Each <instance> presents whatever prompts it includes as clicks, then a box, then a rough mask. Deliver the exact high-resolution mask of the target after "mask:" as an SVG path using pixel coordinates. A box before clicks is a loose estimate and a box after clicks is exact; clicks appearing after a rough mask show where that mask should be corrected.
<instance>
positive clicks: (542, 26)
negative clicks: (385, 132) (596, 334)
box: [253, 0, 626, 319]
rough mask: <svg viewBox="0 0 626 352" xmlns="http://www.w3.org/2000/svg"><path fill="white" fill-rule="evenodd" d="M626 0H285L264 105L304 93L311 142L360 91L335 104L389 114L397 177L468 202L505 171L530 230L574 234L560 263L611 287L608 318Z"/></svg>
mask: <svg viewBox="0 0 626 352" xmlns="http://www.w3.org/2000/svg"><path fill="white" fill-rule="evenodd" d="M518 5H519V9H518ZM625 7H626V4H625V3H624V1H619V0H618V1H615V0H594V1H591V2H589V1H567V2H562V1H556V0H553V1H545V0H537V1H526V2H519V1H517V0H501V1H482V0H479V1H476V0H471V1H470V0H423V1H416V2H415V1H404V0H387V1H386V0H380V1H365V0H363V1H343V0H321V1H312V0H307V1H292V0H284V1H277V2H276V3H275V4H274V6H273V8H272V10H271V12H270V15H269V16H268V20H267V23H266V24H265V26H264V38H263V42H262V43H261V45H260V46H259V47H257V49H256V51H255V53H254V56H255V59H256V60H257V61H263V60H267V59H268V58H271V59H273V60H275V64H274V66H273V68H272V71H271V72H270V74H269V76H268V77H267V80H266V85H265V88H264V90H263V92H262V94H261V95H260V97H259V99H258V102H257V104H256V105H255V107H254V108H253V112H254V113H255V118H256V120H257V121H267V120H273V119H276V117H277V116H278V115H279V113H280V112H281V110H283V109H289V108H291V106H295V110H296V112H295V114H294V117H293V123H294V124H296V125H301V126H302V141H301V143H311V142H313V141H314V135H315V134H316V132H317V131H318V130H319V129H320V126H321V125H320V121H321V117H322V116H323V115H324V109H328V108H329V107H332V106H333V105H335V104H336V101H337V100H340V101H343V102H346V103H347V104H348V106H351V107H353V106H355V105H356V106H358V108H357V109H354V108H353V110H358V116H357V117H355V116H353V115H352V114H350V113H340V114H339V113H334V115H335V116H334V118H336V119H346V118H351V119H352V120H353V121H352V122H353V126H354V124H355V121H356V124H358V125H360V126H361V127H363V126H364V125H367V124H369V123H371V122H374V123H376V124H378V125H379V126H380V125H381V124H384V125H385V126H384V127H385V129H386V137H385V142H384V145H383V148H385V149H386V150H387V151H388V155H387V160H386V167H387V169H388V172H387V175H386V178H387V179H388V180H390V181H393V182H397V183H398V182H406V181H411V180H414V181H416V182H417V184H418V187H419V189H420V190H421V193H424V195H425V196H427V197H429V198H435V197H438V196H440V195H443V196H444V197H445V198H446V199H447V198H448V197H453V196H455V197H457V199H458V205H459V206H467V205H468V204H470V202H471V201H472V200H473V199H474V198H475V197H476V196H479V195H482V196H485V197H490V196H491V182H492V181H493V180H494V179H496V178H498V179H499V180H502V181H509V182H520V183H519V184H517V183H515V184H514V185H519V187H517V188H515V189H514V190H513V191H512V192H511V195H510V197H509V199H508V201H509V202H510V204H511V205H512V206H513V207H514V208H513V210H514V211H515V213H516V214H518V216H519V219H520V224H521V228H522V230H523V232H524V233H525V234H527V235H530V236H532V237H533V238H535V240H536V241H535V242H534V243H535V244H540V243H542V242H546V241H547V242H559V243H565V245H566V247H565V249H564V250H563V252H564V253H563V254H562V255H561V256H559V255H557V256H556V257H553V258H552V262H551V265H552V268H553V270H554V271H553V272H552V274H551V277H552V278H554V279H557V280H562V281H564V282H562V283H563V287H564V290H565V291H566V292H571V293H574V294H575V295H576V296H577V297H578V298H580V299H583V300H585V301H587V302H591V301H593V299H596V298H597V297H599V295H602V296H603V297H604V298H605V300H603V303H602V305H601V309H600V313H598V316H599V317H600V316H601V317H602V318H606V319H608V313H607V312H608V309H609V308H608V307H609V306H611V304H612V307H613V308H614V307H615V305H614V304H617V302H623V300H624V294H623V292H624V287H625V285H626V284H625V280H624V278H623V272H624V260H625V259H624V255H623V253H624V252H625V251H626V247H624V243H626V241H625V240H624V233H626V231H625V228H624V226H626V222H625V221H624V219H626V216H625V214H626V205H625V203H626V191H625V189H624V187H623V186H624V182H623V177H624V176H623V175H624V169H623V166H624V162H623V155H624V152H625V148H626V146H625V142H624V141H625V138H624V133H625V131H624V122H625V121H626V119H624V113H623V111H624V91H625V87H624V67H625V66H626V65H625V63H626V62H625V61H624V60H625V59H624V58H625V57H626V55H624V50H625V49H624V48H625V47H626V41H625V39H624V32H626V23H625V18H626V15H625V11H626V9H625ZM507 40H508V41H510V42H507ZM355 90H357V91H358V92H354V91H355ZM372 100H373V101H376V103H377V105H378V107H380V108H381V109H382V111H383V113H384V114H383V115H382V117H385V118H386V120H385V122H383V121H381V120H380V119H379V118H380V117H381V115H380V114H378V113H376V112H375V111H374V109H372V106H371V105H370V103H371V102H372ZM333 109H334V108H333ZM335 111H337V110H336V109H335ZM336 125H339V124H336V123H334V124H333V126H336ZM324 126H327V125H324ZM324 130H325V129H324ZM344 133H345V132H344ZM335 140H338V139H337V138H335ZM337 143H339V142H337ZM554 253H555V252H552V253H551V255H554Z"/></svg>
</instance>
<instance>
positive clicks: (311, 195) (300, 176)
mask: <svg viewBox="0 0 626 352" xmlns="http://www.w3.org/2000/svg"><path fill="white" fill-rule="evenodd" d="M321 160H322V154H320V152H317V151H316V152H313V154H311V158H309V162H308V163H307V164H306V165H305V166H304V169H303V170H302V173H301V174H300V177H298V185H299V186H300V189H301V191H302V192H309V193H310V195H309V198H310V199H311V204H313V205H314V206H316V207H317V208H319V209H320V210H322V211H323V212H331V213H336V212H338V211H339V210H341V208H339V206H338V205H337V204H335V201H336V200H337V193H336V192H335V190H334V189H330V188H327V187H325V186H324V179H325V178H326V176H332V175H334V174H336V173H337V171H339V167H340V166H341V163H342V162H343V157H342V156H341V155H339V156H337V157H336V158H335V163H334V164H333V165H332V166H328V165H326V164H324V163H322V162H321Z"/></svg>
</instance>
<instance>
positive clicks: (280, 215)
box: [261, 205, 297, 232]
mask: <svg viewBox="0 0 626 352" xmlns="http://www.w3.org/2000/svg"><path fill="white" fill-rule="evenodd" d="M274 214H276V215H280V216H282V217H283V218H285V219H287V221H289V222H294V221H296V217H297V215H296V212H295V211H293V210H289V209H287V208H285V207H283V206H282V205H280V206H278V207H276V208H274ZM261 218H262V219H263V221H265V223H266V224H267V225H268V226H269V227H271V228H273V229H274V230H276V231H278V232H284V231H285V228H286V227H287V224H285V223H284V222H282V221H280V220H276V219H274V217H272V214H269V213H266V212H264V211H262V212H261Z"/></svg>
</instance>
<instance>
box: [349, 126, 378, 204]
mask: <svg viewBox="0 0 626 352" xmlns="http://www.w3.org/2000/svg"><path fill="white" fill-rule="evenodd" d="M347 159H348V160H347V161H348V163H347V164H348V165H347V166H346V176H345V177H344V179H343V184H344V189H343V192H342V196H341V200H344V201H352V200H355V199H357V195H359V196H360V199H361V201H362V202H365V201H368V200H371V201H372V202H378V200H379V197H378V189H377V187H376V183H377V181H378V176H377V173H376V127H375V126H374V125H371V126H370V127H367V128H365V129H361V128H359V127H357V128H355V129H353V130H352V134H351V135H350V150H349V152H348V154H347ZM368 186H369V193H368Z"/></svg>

----

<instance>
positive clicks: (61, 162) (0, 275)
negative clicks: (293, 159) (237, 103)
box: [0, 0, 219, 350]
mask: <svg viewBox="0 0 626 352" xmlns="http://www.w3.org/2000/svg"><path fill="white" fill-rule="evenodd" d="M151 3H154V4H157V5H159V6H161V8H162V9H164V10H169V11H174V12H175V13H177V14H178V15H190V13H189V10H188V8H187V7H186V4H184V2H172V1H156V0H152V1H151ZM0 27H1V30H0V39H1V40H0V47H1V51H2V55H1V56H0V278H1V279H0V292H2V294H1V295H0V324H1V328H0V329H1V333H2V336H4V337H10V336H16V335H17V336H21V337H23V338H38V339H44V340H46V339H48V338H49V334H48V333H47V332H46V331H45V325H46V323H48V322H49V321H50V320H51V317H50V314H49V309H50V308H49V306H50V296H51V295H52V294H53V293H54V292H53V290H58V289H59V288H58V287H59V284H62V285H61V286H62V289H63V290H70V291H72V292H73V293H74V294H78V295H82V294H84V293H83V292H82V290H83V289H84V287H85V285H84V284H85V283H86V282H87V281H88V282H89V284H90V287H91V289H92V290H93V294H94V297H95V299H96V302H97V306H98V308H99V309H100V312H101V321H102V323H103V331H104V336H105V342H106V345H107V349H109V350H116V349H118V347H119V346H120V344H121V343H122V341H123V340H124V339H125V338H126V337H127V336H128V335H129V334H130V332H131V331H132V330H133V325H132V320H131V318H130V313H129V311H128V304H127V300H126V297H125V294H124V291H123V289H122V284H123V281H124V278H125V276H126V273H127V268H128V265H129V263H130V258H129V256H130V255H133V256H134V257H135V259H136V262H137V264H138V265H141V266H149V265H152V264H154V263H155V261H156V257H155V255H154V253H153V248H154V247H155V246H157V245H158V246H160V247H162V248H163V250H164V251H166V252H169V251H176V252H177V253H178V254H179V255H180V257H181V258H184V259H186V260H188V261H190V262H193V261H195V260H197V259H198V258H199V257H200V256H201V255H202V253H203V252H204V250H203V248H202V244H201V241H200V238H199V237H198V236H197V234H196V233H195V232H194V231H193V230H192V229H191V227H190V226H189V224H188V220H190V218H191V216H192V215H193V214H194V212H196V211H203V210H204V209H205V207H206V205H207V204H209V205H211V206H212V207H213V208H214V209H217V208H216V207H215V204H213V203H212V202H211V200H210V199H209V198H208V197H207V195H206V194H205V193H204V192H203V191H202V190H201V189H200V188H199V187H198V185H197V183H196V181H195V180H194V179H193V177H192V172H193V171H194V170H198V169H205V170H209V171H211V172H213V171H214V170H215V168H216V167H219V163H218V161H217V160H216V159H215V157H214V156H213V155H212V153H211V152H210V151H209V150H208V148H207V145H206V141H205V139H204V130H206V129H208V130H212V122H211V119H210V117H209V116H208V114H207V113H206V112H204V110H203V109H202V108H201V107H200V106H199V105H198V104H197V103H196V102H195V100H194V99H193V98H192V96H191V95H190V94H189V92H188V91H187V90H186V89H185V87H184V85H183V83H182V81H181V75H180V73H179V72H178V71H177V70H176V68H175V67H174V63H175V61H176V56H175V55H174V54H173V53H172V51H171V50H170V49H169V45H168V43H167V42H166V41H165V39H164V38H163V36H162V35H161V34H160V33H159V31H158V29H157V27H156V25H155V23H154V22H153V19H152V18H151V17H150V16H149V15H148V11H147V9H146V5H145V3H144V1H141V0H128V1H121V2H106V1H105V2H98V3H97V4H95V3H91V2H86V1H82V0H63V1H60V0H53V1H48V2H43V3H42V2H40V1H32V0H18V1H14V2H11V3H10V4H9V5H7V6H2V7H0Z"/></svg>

----

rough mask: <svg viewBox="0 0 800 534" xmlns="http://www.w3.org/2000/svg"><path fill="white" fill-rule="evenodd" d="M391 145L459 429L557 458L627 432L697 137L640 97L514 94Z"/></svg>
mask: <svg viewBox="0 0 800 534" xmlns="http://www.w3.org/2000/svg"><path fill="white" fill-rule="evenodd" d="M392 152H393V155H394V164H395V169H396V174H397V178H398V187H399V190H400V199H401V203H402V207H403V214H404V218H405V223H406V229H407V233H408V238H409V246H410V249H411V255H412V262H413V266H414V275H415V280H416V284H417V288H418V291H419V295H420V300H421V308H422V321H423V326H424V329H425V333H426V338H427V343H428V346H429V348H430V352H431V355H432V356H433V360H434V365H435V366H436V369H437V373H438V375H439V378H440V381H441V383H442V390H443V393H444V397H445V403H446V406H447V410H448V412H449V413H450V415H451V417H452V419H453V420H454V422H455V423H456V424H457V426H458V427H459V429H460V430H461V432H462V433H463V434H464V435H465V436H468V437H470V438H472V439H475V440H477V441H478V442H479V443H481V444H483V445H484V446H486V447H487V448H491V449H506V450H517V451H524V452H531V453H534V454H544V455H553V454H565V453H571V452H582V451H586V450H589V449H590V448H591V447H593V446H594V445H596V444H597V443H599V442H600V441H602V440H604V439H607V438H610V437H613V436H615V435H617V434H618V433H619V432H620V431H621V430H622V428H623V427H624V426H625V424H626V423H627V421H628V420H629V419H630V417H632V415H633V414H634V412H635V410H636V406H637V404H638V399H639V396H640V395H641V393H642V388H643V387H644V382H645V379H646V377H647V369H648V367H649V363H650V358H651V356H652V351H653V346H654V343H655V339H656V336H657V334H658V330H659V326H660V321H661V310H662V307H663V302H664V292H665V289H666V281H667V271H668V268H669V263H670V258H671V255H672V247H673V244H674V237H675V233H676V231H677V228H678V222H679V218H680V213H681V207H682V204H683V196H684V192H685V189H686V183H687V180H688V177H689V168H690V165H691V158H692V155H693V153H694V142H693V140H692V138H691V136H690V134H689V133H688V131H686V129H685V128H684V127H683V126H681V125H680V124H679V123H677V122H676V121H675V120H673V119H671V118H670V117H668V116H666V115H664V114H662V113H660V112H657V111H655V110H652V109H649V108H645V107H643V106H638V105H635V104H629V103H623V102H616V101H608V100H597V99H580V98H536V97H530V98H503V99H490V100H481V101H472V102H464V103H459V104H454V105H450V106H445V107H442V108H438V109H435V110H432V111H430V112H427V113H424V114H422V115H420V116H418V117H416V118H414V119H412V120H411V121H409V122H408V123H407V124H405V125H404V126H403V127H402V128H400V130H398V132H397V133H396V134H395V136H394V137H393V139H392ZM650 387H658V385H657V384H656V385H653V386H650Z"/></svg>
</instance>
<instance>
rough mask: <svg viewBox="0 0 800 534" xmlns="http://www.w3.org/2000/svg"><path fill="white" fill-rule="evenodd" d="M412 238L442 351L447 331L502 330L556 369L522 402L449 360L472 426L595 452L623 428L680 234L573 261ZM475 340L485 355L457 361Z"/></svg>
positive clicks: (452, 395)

----

_TO DO:_ A complete answer lists each line of the data that holds the word "negative".

_SOLUTION:_
negative clicks: (385, 132) (596, 334)
negative clicks: (293, 159) (237, 103)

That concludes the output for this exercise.